(Saved entries)

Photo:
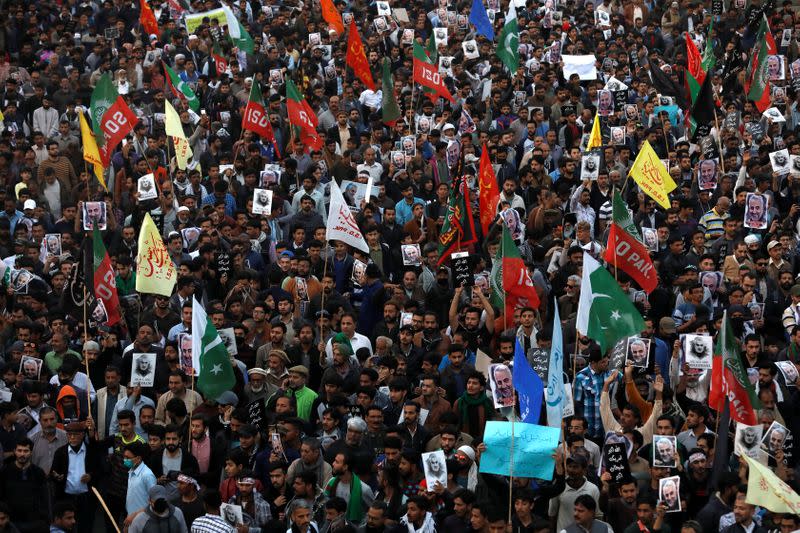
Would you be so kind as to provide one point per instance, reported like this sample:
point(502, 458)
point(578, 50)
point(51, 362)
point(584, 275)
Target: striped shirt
point(713, 224)
point(211, 523)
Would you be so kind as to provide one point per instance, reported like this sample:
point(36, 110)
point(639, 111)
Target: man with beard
point(256, 388)
point(620, 509)
point(311, 460)
point(23, 486)
point(306, 353)
point(342, 485)
point(48, 440)
point(171, 460)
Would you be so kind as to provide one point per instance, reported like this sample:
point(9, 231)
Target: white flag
point(341, 222)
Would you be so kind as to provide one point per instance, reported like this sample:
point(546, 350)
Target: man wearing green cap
point(304, 397)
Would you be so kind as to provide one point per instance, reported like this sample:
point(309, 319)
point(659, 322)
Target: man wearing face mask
point(167, 462)
point(158, 515)
point(140, 478)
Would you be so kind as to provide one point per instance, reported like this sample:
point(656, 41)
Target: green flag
point(390, 111)
point(709, 59)
point(181, 89)
point(508, 44)
point(622, 217)
point(605, 313)
point(216, 369)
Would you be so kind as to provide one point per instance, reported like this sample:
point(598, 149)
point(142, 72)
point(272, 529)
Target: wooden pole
point(105, 508)
point(85, 335)
point(511, 460)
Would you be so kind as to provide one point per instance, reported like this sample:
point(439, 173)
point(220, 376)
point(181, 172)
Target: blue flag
point(555, 394)
point(480, 19)
point(529, 387)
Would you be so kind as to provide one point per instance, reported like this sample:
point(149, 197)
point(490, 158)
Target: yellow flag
point(172, 122)
point(766, 489)
point(651, 175)
point(595, 139)
point(173, 128)
point(90, 152)
point(155, 271)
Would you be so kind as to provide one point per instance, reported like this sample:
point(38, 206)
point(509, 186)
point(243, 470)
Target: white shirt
point(76, 470)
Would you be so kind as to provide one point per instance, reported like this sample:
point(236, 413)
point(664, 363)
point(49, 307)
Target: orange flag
point(148, 19)
point(489, 192)
point(332, 16)
point(357, 58)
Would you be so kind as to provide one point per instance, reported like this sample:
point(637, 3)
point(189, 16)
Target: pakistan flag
point(605, 313)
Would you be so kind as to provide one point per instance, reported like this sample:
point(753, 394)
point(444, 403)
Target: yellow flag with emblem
point(651, 175)
point(90, 152)
point(595, 139)
point(155, 271)
point(173, 128)
point(769, 491)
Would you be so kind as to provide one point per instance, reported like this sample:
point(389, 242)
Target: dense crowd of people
point(362, 384)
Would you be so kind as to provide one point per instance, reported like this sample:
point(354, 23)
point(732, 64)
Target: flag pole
point(511, 459)
point(719, 141)
point(322, 294)
point(85, 335)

--- Assignment ---
The line containing "point(637, 3)" marks where to begin; the last line of the records marks where to stop. Copy both and all between, exactly.

--- Answer for this exercise ---
point(637, 3)
point(189, 16)
Target: pakistan flag
point(605, 313)
Would you be so kind as to provide one point per instance, reported like this sample:
point(753, 394)
point(444, 403)
Target: yellow flag with emblem
point(651, 175)
point(90, 152)
point(595, 139)
point(155, 271)
point(173, 128)
point(769, 491)
Would you be so kind as to provide one point per instance, reported like this sample:
point(389, 242)
Target: dense crowd of people
point(362, 384)
Would you be so kind as to provide one point per instance, reported like this sample:
point(354, 23)
point(732, 64)
Target: flag pole
point(511, 459)
point(719, 141)
point(322, 294)
point(85, 335)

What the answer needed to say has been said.